- _Problem to work on_: Make an exact copy of all the entries below, with the pictures left out.

(Pointing records)

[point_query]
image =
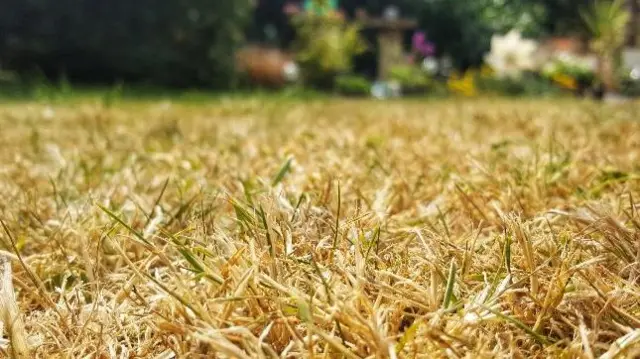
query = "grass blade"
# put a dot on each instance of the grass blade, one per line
(451, 280)
(283, 172)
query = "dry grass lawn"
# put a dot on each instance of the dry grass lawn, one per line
(326, 229)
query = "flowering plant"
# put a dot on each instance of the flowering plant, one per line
(570, 72)
(425, 51)
(511, 55)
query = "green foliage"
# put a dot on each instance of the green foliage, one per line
(409, 76)
(629, 83)
(607, 20)
(352, 85)
(326, 45)
(529, 84)
(572, 68)
(174, 42)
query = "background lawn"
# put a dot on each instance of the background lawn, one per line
(263, 227)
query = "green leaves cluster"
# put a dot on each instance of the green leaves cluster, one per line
(326, 45)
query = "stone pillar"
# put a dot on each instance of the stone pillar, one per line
(390, 41)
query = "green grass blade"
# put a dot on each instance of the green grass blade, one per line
(451, 280)
(128, 227)
(283, 172)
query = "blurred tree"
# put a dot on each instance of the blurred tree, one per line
(173, 42)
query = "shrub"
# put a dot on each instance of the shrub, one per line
(528, 84)
(410, 77)
(352, 85)
(325, 46)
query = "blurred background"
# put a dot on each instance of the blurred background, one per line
(351, 47)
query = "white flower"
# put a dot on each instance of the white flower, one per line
(291, 71)
(510, 54)
(430, 65)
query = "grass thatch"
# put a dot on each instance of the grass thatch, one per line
(257, 229)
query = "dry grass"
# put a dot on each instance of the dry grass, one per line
(330, 229)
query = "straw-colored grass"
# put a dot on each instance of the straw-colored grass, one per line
(328, 229)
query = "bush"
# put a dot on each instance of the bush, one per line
(325, 47)
(629, 82)
(528, 84)
(411, 78)
(173, 42)
(352, 85)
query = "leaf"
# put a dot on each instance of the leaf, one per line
(537, 337)
(283, 172)
(408, 336)
(448, 295)
(133, 231)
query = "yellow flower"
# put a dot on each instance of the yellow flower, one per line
(565, 81)
(464, 85)
(486, 71)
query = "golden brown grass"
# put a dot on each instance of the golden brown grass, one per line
(257, 229)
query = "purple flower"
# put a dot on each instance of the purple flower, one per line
(422, 45)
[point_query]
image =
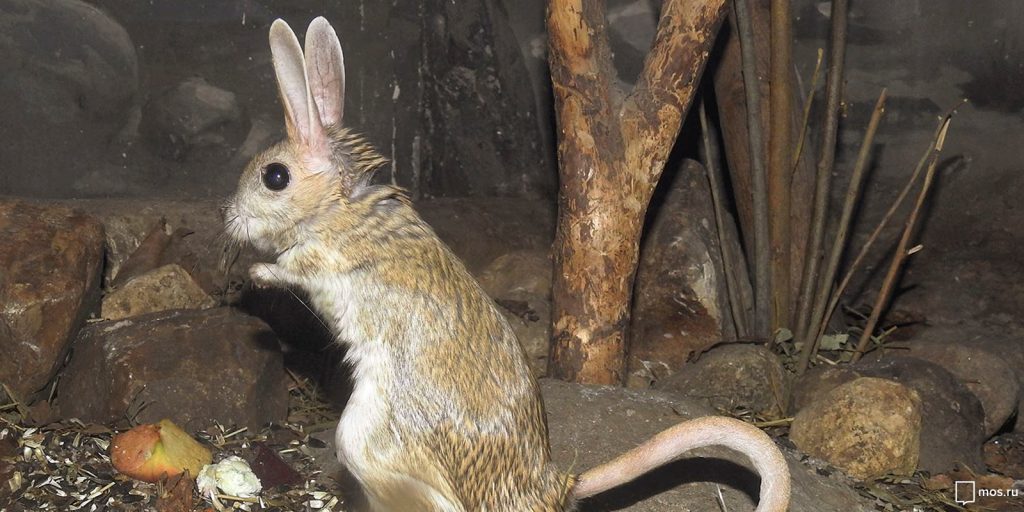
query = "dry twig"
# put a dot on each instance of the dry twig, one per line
(762, 257)
(889, 284)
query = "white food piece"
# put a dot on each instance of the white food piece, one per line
(232, 476)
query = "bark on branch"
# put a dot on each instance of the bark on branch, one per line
(611, 151)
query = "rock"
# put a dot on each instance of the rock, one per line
(733, 378)
(520, 283)
(50, 264)
(194, 367)
(1005, 455)
(169, 287)
(984, 372)
(953, 431)
(195, 121)
(817, 382)
(534, 333)
(867, 427)
(680, 306)
(70, 76)
(518, 273)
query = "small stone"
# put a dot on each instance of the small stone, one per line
(985, 373)
(733, 378)
(50, 264)
(193, 367)
(169, 287)
(867, 427)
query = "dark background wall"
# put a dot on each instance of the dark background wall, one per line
(100, 109)
(170, 97)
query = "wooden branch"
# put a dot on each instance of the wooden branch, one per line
(889, 284)
(834, 95)
(610, 157)
(810, 337)
(737, 305)
(653, 111)
(762, 251)
(780, 160)
(848, 276)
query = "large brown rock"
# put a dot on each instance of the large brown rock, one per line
(50, 263)
(984, 371)
(195, 367)
(867, 427)
(681, 305)
(733, 378)
(953, 431)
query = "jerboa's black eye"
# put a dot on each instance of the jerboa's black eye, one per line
(275, 176)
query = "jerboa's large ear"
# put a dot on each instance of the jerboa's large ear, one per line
(326, 68)
(301, 119)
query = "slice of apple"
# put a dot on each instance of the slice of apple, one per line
(151, 452)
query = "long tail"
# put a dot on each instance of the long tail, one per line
(670, 444)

- _Answer to this problem_:
[point_query]
image =
query = "grass blade"
# put a dot on each instance of the grass blade, one per line
(451, 280)
(283, 172)
query = "dry grass lawn"
# put a dot on each instance of the dry grass lawn, one per line
(326, 229)
query = "flowering plant"
# put a dot on each instance of the flowering plant, one per line
(570, 72)
(425, 51)
(511, 55)
query = "green foliage"
# put a dot on each instance of the green foliage, one per line
(409, 76)
(629, 83)
(607, 20)
(352, 85)
(326, 45)
(529, 84)
(572, 68)
(174, 42)
query = "background lawn"
# put a dot on each instance of the background lawn, one per line
(263, 227)
query = "green leaves cluster"
# put a dot on each instance of the green leaves cluster, one per line
(326, 45)
query = "stone pillar"
# put a dot on each instance of the stone pillar, one per line
(390, 41)
query = "green grass blade"
# put a dot on each instance of the green grass blade, one per line
(451, 280)
(128, 227)
(283, 172)
query = "blurred tree"
# put a dot on each instance of the blurred tree, one per line
(173, 42)
query = "shrub"
# put a dot on each instance of the shrub, one per line
(528, 84)
(410, 77)
(352, 85)
(325, 46)
query = "blurred background"
# put a dot on each instance of the blurred background, one per line
(351, 47)
query = "white flower"
# put a dot on each instance of the white flower, one per line
(291, 71)
(510, 54)
(430, 65)
query = "grass thatch"
# put a dot on each instance of the grass thatch, one per line
(257, 229)
query = "dry grass"
# put a dot on each instance of the dry grass, one per line
(330, 229)
query = "straw-colored grass"
# put a dot on each instance of the straw-colored grass, one per line
(328, 229)
query = "bush"
# put a dot on each instance of the bush, one per line
(325, 47)
(629, 82)
(528, 84)
(411, 78)
(173, 42)
(352, 85)
query = "leaf"
# put a dot on each instance of the leaf, one per line
(537, 337)
(283, 172)
(408, 336)
(448, 295)
(133, 231)
query = "yellow flower"
# put a dot on each instance of the yellow flower, one per line
(565, 81)
(464, 85)
(486, 71)
query = "golden brown grass"
# put a dot on each instance of the golden brown grass, one per line
(257, 229)
query = "purple flower"
# put a dot on each instance of the purple flower, one per line
(422, 45)
[point_query]
image =
query = "dry twig"
# put a dot on each instance of the dry twig, one per line
(762, 257)
(889, 284)
query = "white food piece"
# put a dot on each instance of the white food piece, one per line
(232, 476)
query = "bark on branch"
# put a dot on each instance of the bark on branch, one per line
(611, 151)
query = "rock"
# put a dot on each instance of the rock, one per line
(733, 378)
(520, 283)
(50, 264)
(194, 367)
(1005, 455)
(169, 287)
(984, 372)
(953, 431)
(195, 121)
(817, 382)
(534, 333)
(867, 427)
(680, 306)
(70, 76)
(518, 273)
query = "small stone"
# put a dot on each instance of the small stone, one per line
(985, 373)
(733, 378)
(50, 264)
(193, 367)
(169, 287)
(867, 427)
query = "dark background wall"
# put a dot on each instance of the dark background wall, one per line
(100, 109)
(170, 97)
query = "wooden branch"
# put a dot on each instance of the wooden branch, one per line
(889, 284)
(834, 95)
(610, 157)
(810, 337)
(737, 305)
(653, 111)
(762, 251)
(780, 160)
(848, 276)
query = "large brown rock"
# put a dot on each instance of the large brown rock, one per line
(50, 263)
(984, 371)
(195, 367)
(867, 427)
(681, 305)
(733, 378)
(953, 431)
query = "jerboa's black eye"
# put a dot on each instance of the jerboa's black eye, one per line
(275, 176)
query = "jerboa's large ear"
# put a dot on each instance of the jerboa's large ear, one per line
(326, 68)
(301, 119)
query = "slice of apple"
# put a dot on each instance of the slice of apple, one per line
(151, 452)
query = "long tail"
# put a dot on each instance of the long tail, one per line
(670, 444)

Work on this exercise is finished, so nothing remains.